▶ [What the task asks]: Write out all the data below exactly.

Phrase grounding data
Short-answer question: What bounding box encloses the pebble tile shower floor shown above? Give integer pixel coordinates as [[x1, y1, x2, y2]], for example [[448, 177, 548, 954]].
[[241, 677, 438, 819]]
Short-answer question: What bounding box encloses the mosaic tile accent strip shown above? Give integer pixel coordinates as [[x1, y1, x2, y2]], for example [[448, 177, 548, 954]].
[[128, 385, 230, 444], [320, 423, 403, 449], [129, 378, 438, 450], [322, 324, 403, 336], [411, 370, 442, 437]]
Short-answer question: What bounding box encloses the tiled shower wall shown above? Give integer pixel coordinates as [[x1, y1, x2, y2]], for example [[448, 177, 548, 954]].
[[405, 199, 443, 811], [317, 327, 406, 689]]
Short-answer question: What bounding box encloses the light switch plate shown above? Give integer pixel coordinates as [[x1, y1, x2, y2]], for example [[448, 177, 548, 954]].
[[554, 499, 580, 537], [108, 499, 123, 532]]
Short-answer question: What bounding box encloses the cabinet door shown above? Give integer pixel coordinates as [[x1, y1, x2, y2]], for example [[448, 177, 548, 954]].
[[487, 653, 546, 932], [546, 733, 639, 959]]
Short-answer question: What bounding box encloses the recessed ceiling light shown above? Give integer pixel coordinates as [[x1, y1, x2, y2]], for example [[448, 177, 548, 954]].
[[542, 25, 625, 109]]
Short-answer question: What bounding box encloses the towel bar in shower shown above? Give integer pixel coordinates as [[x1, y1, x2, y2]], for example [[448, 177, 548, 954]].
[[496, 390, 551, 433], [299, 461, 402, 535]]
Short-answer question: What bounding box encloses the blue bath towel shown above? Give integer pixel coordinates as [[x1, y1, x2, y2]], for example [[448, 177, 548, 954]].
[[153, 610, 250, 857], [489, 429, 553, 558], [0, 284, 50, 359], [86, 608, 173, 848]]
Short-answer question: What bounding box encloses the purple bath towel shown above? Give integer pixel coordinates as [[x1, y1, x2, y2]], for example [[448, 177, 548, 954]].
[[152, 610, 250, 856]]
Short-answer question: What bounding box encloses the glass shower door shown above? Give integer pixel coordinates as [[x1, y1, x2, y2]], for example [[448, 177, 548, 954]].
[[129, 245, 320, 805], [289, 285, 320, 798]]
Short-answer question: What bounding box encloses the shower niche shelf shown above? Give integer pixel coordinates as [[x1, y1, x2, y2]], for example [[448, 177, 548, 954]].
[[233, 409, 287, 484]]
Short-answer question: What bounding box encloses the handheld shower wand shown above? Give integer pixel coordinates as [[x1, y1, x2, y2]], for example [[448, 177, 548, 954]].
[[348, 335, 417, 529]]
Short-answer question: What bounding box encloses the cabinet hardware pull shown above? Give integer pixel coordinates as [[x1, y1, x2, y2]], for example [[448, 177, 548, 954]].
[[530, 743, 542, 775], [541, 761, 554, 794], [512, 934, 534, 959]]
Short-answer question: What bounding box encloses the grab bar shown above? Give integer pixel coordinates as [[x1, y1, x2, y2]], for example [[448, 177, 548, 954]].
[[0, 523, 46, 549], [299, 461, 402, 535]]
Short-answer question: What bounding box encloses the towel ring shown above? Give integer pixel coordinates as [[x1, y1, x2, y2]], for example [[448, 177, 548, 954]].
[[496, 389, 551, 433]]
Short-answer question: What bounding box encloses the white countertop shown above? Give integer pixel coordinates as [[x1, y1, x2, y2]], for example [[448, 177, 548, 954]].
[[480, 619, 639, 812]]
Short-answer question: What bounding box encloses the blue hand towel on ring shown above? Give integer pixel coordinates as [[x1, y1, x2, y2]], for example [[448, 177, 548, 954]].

▶ [Task response]:
Short-answer question: What bounding box encloses the pebble tile shower floor shown above? Give integer pixel coordinates as [[x1, y1, x2, y2]], for example [[448, 177, 548, 954]].
[[241, 677, 438, 819]]
Short-answer question: What bounding box encloses the mosaic tile accent strip shown above? Give integer pixel coordinates as [[x1, y1, x2, y2]], for example [[448, 177, 548, 954]].
[[128, 385, 230, 444], [320, 423, 403, 449], [129, 378, 438, 450], [322, 324, 403, 336], [411, 370, 442, 437]]
Short-answer question: What bounding box encloses the tiled shower wall shown above? Give integer pixel coordinates as [[x1, y1, x2, y2]], for example [[448, 177, 548, 954]].
[[405, 199, 443, 811], [317, 327, 406, 689]]
Short-answer question: What bounding box encloses the light switch plate shown above? Give integer pixel coordinates as [[x1, y1, x2, y2]], for example [[448, 177, 548, 954]].
[[554, 499, 580, 537], [108, 499, 123, 532]]
Short-answer question: What bounding box encloses the cabinet door shown above? Give integer pixel coordinates as [[x1, y1, x2, y2]], for example [[448, 177, 548, 954]].
[[487, 653, 546, 932], [546, 733, 639, 959]]
Short-answer question: What bounding box encloses the recessed ceiling light shown above? Give integer pixel coordinates as [[x1, y1, x2, y2]], for example [[448, 177, 548, 954]].
[[542, 25, 625, 109]]
Short-answer question: What bounding box encloses the towel bar in shower shown above? Give integer pixel coordinates as [[x1, y1, x2, y2]], for example [[448, 177, 548, 954]].
[[496, 390, 551, 433], [299, 461, 402, 535]]
Short-answer question: What bounding box encloses the blue bath towel shown above? Give integer pixel coordinates as [[x1, y1, x2, y2]], for example [[448, 177, 548, 954]].
[[153, 610, 250, 857], [489, 429, 553, 558], [0, 284, 50, 359], [86, 608, 173, 848]]
Short-answer question: What bounding box encloses the purple bath towel shown above? Give integer pixel coordinates as [[x1, y1, x2, y2]], for example [[448, 177, 548, 954]].
[[152, 610, 250, 856]]
Short-answer question: What bounding box encloses the glass shower door shown above? Give integer pixel coordinates as [[x1, y1, x2, y2]], for example [[448, 177, 548, 954]].
[[129, 245, 320, 805], [289, 285, 320, 798]]
Short-answer question: What bounding box encloses the shower niche shelf shown above? Give integer pixel coordinates as [[x1, y1, x2, y2]], for example [[448, 177, 548, 954]].
[[233, 409, 287, 484]]
Short-answer question: What bounding box encloses the handheld shower wand shown above? Give integer pixel coordinates as [[x1, y1, x2, y2]], for example [[448, 177, 548, 954]].
[[348, 335, 417, 529]]
Short-answer question: What bounding box encloses the cabinet hardware pull shown above? Give integer pixel coordinates as [[x1, y1, x2, y2]], for example [[448, 177, 548, 954]].
[[530, 743, 542, 775], [541, 761, 554, 794], [512, 934, 534, 959]]
Short-answer question: What bounding box encloses the grab bar shown above? Give integer pixel coordinates as [[x1, y1, x2, y2]], for example [[448, 177, 548, 954]].
[[0, 523, 46, 549], [299, 461, 402, 535]]
Short-answer question: What bounding box encloses the towel ring shown above? Give integer pixel coordinates as [[x1, y1, x2, y2]], for example [[448, 177, 548, 954]].
[[496, 389, 551, 433]]
Short-answer question: What bounding box encloses the white countertop shown above? Give integer pixel coordinates as [[x1, y1, x2, y2]], for example [[448, 177, 548, 954]].
[[480, 619, 639, 812]]
Short-answer question: What bounding box encloses the blue hand towel on ring shown above? Give integer pixel coordinates as [[x1, y1, x2, y2]], for example [[448, 177, 548, 954]].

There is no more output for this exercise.